[WORK INSTRUCTIONS]
Pick out each line of the records that includes the string "carved", and copy it.

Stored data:
/---
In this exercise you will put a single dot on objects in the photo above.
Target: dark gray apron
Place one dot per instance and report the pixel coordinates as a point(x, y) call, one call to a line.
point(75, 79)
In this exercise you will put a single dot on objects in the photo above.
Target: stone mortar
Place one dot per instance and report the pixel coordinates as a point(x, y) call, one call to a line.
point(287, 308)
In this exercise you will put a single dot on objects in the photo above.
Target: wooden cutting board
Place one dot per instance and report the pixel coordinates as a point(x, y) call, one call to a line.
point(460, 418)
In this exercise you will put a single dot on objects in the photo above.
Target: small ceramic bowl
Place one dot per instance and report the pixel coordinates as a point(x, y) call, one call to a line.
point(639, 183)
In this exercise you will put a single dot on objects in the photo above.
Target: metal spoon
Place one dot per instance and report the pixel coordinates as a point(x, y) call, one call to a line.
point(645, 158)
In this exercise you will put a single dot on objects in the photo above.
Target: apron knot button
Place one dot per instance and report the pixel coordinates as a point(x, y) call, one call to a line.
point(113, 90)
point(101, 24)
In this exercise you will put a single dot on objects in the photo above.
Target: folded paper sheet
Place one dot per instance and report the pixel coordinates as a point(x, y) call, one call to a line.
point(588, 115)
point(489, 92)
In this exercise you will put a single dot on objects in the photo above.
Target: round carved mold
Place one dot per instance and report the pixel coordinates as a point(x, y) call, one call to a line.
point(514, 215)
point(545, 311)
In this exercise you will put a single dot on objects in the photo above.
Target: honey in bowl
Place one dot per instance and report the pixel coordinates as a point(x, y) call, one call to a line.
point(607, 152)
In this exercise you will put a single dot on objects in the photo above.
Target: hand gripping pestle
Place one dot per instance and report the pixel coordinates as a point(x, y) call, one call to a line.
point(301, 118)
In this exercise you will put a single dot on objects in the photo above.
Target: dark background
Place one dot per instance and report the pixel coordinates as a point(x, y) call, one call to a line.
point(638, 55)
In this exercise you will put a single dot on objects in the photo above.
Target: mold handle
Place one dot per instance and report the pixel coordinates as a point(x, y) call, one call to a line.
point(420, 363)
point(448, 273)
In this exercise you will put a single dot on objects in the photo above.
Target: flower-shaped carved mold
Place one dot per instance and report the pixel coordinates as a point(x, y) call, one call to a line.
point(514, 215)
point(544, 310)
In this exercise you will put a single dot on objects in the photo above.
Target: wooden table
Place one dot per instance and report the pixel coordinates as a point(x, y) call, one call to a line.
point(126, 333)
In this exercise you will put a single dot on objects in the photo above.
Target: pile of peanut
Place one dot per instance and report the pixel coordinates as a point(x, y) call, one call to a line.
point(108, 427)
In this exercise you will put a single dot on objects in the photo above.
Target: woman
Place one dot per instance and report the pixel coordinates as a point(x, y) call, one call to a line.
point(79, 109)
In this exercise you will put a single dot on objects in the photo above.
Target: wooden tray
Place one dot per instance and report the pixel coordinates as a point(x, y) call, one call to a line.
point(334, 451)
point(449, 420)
\---
[REPLY]
Target: round carved mold
Target: flower-shaped carved mold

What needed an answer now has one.